▶ **Trecho para leitura**:
☆ ☆ ☆ ☆ ☆ ☆ ☆

Quando vemos nas primeiras páginas dos jornais a devastação que o tufão Mathew, agora em outubro, produziu no Haiti e nos EUA destruindo cidades, derrubando árvores, arrastando carros e matando centenas de pessoas, os que cremos, nos perguntamos angustiados:
“Deus, onde estavas naquele momento em que a fúria assassina do tufão Mathew se abateu sobre o Haiti e os EUA? Por que não usaste o teu poder para amainar a virulência destruidora daqueles ventos e daquelas águas inimigas da vida? Por que não intervieste, se podias faze-lo?”
“Sequer permitiste aos haitianos, o tempo suficiente para se recuperarem da devastação que significou o terremoto de 2010 onde milhares e milhares morreram soterrados e viram suas cidades e casas destruídas. Por que agora enviaste outro látego para açoitar e matar?”
“Tu bem sabes, Senhor: o povo haitiano é um dos mais pobres do mundo. Negros, conheceram todo tipo de discriminação. Foram oprimidos por ditadores ferozes que faziam das matanças, política de Estado. Tudo sofreram, tudo suportaram. Não desistiram. Caidos e do meio do pó das ruínas, estavam se lavantando. E eis que de novo foram açoitados pela natureza rebelada. Onde está a tua piedade? Não são teus filhos e filhas, especialmente queridos, porque representam o Cristo crucificado?”

☆ ☆ ☆ ☆ ☆ ☆ ☆

▶ **Dados de entrada**:

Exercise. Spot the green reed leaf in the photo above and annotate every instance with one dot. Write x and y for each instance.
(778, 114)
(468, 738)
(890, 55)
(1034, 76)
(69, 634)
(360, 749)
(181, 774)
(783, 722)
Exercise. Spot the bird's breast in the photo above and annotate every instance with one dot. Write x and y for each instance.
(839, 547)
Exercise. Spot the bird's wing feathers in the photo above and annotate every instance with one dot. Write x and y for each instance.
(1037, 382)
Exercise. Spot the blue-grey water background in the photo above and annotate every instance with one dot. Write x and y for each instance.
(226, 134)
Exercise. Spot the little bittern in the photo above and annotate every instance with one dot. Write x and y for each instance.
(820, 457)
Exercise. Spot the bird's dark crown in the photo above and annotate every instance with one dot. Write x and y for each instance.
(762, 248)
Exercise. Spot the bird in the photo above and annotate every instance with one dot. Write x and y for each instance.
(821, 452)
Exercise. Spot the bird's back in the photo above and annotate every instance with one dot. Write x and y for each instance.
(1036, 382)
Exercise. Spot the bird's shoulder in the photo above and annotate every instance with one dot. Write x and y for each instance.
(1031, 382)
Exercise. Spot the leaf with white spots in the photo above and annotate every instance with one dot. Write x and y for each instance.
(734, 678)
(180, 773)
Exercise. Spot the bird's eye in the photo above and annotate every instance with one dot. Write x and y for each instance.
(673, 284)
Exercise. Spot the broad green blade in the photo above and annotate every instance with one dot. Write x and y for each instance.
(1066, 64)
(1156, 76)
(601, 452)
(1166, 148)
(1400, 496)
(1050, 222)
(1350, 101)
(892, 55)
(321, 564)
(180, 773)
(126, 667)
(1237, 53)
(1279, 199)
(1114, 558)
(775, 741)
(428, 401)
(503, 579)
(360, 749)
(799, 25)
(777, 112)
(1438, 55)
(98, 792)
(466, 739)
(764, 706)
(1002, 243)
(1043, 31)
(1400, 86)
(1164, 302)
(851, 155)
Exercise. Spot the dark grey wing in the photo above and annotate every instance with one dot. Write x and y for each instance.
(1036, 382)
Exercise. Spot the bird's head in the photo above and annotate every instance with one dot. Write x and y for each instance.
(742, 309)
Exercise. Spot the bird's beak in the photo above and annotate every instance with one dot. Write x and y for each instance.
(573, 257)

☆ ☆ ☆ ☆ ☆ ☆ ☆

▶ **O que se pede**:
1. Diga se cada afirmação concorda com o trecho sobre o tufão Mathew e responda com sim ou não, citando literalmente as palavras do trecho que decidem a questão: (a) o tufão Mathew atingiu o Haiti e os EUA em outubro; (b) o terremoto que devastou o Haiti aconteceu em 2008; (c) segundo o trecho, o povo haitiano desistiu depois de tanto sofrimento.
2. Imprima sem nenhuma alteração as linhas dos registros a partir da linha que contém "Exercise. Spot the bird's beak" até o fim dos registros, com as duas extremidades incluídas.
O trecho e os registros não têm nenhuma relação entre si.

▶ **Resultados das tarefas**:
1.
(a) Sim: "a devastação que o tufão Mathew, agora em outubro, produziu no Haiti e nos EUA".
(b) Não: "a devastação que significou o terremoto de 2010".
(c) Não: "Tudo sofreram, tudo suportaram. Não desistiram."

2.
Exercise. Spot the bird's beak in the photo above and annotate every instance with one dot. Write x and y for each instance.
(573, 257)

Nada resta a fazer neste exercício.